▶ [WHAT IS ASKED] Please print every line of the listing below verbatim, with no changes.

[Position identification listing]
"""

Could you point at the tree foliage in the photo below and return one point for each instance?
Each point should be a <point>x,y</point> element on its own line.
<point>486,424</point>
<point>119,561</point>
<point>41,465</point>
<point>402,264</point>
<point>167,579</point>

"""

▶ [RESPONSE TO THE TASK]
Could you point at the tree foliage in the photo below and return one point for each instance?
Each point should be a <point>x,y</point> element on its own line.
<point>486,424</point>
<point>119,561</point>
<point>41,465</point>
<point>402,264</point>
<point>167,579</point>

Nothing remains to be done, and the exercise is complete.